■ **Exercise aim**: Render the lines running from the start of the entries through the line that contains "column 169, row 219", inclusive, as a Markdown table with the columns Row and Line, numbering each row and leaving out blank lines.

■ **Entries shown**:

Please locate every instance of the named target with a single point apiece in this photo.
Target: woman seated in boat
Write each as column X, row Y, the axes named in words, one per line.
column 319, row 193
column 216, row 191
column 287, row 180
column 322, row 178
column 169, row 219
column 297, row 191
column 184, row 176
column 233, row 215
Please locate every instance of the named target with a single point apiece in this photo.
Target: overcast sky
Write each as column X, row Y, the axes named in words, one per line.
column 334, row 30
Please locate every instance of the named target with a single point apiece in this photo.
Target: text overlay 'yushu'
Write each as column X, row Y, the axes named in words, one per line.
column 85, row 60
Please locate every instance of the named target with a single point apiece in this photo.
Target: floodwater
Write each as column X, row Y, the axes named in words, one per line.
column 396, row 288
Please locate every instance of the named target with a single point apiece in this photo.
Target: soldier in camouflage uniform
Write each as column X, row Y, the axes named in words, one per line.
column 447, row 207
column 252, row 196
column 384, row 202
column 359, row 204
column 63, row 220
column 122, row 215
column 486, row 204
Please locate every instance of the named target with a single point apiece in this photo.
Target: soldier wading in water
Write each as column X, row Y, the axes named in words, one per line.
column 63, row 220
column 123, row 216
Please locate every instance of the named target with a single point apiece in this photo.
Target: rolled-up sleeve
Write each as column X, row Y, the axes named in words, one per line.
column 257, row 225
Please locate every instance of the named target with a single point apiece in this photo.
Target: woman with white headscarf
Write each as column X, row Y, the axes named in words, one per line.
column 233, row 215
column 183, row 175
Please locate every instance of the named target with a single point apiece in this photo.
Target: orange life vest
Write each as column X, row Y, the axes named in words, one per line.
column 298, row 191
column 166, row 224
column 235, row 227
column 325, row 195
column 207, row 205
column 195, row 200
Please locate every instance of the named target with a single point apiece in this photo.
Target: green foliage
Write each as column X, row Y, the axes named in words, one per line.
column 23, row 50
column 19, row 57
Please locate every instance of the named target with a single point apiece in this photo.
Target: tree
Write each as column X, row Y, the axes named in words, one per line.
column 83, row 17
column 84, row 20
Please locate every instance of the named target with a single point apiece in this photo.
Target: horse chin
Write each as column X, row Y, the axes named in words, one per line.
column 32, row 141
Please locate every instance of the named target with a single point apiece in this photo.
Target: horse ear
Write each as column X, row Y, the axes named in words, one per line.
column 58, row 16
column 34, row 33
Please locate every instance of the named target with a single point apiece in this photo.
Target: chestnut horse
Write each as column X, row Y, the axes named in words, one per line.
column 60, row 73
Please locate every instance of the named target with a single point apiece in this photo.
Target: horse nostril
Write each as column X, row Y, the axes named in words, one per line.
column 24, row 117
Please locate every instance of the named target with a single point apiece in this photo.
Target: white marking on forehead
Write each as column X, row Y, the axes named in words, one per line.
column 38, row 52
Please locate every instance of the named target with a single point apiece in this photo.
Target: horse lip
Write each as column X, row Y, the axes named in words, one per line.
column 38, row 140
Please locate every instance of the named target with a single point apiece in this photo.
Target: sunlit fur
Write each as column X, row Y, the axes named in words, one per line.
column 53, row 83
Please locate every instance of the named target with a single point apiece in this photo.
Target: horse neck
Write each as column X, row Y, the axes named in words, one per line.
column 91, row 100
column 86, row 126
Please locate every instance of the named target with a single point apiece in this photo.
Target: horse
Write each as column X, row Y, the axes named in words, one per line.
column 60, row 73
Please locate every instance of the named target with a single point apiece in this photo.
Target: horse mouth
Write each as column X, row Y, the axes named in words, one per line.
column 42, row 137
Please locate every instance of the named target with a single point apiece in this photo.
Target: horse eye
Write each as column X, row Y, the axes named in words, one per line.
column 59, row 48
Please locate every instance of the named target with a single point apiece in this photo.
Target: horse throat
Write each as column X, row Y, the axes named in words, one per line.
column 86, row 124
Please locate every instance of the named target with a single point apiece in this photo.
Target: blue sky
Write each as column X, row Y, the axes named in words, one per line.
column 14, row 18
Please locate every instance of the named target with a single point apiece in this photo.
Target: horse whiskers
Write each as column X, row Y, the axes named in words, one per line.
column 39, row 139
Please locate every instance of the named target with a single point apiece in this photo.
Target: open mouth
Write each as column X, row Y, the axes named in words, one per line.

■ **Right answer**:
| Row | Line |
|---|---|
| 1 | Please locate every instance of the named target with a single point apiece in this photo. |
| 2 | Target: woman seated in boat |
| 3 | Write each as column X, row Y, the axes named in words, one per line. |
| 4 | column 319, row 193 |
| 5 | column 216, row 191 |
| 6 | column 287, row 180 |
| 7 | column 322, row 178 |
| 8 | column 169, row 219 |